#### AIM OF THE TASK:
Carry on writing the TCP exercises below, starting after their last sentence.

#### SOURCE DOCUMENT:
◆ ◆ ◆
4. This chapter explains three sequences of state transitions during TCP connection teardown. There is a fourth possible sequence, which traverses an additional arc (not shown in Figure 5.7) from FIN_WAIT_1 to TIME_WAIT and labeled FIN+ACK/ACK. Explain the circumstances that result in this fourth teardown sequence.
5. When closing a TCP connection, why is the two-segment-lifetime timeout not necessary on the transition from LAST_ACK to CLOSED?
6. A sender on a TCP connection that receives a 0 advertised window periodically probes the receiver to discover when the window becomes nonzero. Why would the receiver need an extra timer if it were responsible for reporting that its advertised window had become nonzero (i.e., if the sender did not probe)?
7. Read the man page (or Windows equivalent) for the Unix/Windows utility netstat. Use netstat to see the state of the local TCP connections. Find out how long closing connections spend in TIME_WAIT.
8. The sequence number field in the TCP header is 32 bits long, which is big enough to cover over 4 billion bytes of data. Even if this many bytes were never transferred over a single connection, why might the sequence number still wrap around from 232−1 to 0?
9. You are hired to design a reliable byte-stream protocol that uses a sliding window (like TCP). This protocol will run over a 100-Mbps network. The RTT of the network is 100 ms, and the maximum segment lifetime is 60 seconds.
◆ ◆ ◆
#### SUPPLIED ENTRIES:
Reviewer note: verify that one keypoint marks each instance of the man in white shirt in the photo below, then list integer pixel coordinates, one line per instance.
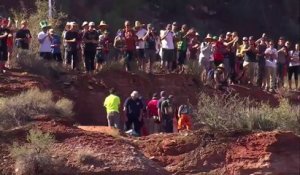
(140, 46)
(45, 41)
(271, 60)
(205, 56)
(167, 45)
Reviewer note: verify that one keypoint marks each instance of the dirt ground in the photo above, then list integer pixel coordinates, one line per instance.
(197, 152)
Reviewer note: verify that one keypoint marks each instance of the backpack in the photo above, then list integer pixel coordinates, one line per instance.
(167, 108)
(184, 109)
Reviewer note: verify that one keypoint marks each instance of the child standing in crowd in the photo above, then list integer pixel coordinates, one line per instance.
(271, 56)
(102, 50)
(55, 46)
(294, 66)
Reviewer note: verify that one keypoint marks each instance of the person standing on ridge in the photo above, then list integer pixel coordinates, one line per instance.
(112, 105)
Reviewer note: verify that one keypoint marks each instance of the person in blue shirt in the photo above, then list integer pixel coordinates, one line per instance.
(55, 46)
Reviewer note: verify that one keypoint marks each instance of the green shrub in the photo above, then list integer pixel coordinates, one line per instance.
(38, 143)
(34, 157)
(18, 110)
(31, 63)
(85, 156)
(233, 113)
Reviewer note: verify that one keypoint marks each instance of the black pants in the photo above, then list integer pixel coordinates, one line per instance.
(280, 74)
(89, 59)
(128, 59)
(232, 73)
(72, 56)
(293, 70)
(167, 123)
(181, 57)
(136, 124)
(261, 70)
(57, 57)
(46, 55)
(3, 54)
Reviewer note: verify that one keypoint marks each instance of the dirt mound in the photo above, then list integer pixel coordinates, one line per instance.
(181, 153)
(201, 152)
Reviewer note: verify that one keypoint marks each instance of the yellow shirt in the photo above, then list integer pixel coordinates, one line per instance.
(112, 103)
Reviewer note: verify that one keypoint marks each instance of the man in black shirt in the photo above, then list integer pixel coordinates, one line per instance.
(71, 39)
(133, 108)
(4, 32)
(90, 40)
(23, 36)
(150, 45)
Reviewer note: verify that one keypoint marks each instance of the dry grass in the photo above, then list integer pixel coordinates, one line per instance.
(102, 129)
(234, 113)
(20, 109)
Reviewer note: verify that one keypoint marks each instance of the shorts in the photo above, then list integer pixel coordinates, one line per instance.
(168, 55)
(101, 57)
(46, 55)
(150, 54)
(113, 119)
(140, 53)
(3, 54)
(10, 49)
(181, 57)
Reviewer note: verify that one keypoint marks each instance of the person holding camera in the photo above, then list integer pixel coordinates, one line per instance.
(150, 45)
(44, 39)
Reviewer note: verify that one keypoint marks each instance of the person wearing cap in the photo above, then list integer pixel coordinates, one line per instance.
(140, 46)
(168, 46)
(133, 108)
(181, 38)
(23, 36)
(71, 39)
(55, 46)
(129, 37)
(4, 33)
(112, 106)
(220, 77)
(271, 57)
(250, 62)
(281, 61)
(261, 47)
(228, 54)
(45, 41)
(63, 35)
(205, 56)
(163, 97)
(102, 50)
(102, 27)
(168, 112)
(294, 66)
(184, 118)
(193, 45)
(218, 51)
(152, 120)
(90, 40)
(150, 45)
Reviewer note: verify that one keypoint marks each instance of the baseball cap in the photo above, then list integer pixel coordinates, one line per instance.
(162, 93)
(92, 24)
(84, 23)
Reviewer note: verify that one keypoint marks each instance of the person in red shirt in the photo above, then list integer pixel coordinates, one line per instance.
(130, 39)
(152, 121)
(218, 51)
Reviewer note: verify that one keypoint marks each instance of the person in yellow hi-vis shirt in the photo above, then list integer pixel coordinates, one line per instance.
(112, 105)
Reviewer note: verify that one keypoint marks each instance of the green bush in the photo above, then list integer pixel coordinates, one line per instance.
(31, 63)
(18, 110)
(234, 113)
(38, 143)
(34, 157)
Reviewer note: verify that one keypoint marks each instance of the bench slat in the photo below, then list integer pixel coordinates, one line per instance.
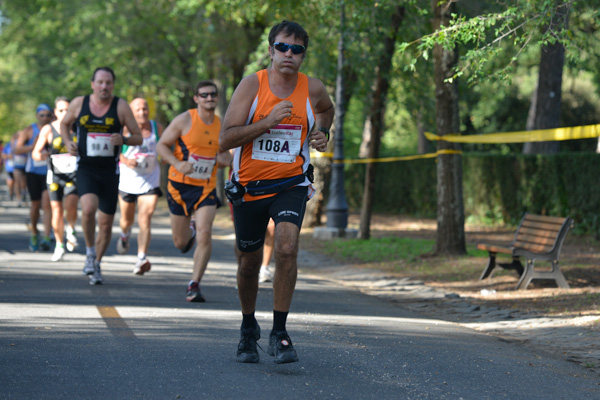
(545, 218)
(541, 226)
(494, 248)
(538, 237)
(537, 232)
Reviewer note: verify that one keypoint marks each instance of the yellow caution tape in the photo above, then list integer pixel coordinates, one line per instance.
(541, 135)
(388, 159)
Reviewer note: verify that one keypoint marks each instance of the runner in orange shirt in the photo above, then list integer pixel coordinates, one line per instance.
(274, 117)
(191, 192)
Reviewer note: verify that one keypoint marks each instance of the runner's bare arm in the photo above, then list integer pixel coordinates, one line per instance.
(324, 113)
(24, 135)
(234, 131)
(68, 120)
(126, 116)
(172, 132)
(224, 159)
(38, 153)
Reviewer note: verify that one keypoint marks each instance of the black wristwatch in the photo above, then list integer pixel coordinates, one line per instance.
(325, 131)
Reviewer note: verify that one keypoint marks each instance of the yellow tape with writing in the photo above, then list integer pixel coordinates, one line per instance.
(387, 159)
(541, 135)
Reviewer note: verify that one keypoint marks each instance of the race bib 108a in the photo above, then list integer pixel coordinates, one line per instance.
(279, 144)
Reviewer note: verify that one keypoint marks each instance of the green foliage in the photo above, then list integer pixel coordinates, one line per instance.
(505, 31)
(497, 189)
(380, 250)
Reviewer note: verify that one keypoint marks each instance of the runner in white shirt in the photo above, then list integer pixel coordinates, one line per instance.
(139, 183)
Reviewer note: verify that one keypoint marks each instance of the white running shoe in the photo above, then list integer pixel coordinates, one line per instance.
(59, 252)
(122, 245)
(141, 266)
(265, 274)
(72, 242)
(88, 267)
(96, 277)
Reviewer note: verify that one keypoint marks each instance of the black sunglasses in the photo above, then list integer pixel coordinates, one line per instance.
(284, 47)
(205, 95)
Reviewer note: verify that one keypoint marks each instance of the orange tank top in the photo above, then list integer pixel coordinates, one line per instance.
(199, 146)
(283, 151)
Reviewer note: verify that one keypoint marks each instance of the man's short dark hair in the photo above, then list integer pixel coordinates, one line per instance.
(106, 69)
(202, 84)
(290, 28)
(59, 99)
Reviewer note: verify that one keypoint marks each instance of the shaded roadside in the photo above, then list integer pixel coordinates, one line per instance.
◆ ◆ ◆
#### RESPONSE:
1. (a) How many bits would you include in the AdvertisedWindow and SequenceNum fields of your protocol header?
2. (b) How would you determine the numbers given above, and which values might be less certain?
10. You are hired to design a reliable byte-stream protocol that uses a sliding window (like TCP). This protocol will run over a 1-Gbps network. The RTT of the network is 140 ms, and the maximum segment lifetime is 60 seconds. How many bits would you include in the AdvertisedWindow and SequenceNum fields of your protocol header?

11. Suppose a host wants to establish the reliability of a link by sending packets and measuring the percentage that is received; routers, for example, do this. Explain the difficulty doing this over a TCP connection.
12. Suppose TCP operates over a 1-Gbps link.
1. (a) Assuming TCP could utilize the full bandwidth continuously, how long would it take the sequence numbers to wrap around completely?
2. (b) Suppose an added 32-bit timestamp field increments 1000 times during the wraparound time you found above. How long would it take for the timestamp to wrap around?
13. Suppose TCP operates over a 40-Gbps STS-768 link.
1. (a) Assuming TCP could utilize the full bandwidth continuously, how long would it take the sequence numbers to wrap around completely?
2. (b) Suppose an added 32-bit timestamp field which increments 1000 times during the wraparound time you found above. How long would it take for the timestamp to wrap around?

14. If host A receives two SYN packets from the same port from remote host B, the second may be either a retransmission of the original or else, if B has crashed and rebooted, an entirely new connection request.
1. (a) Describe the difference as seen by host A between these two cases.
2. (b) Give an algorithmic description of what the TCP layer needs to do upon receiving a SYN packet. Consider the duplicate/new cases above and the possibility that nothing is listening to the destination port.
15. Suppose x and y are two TCP sequence numbers. Write a function to determine whether x comes before y (in the notation of Request for Comments 793, “x=<y”) or after y; your solution should work even when sequence numbers wrap around.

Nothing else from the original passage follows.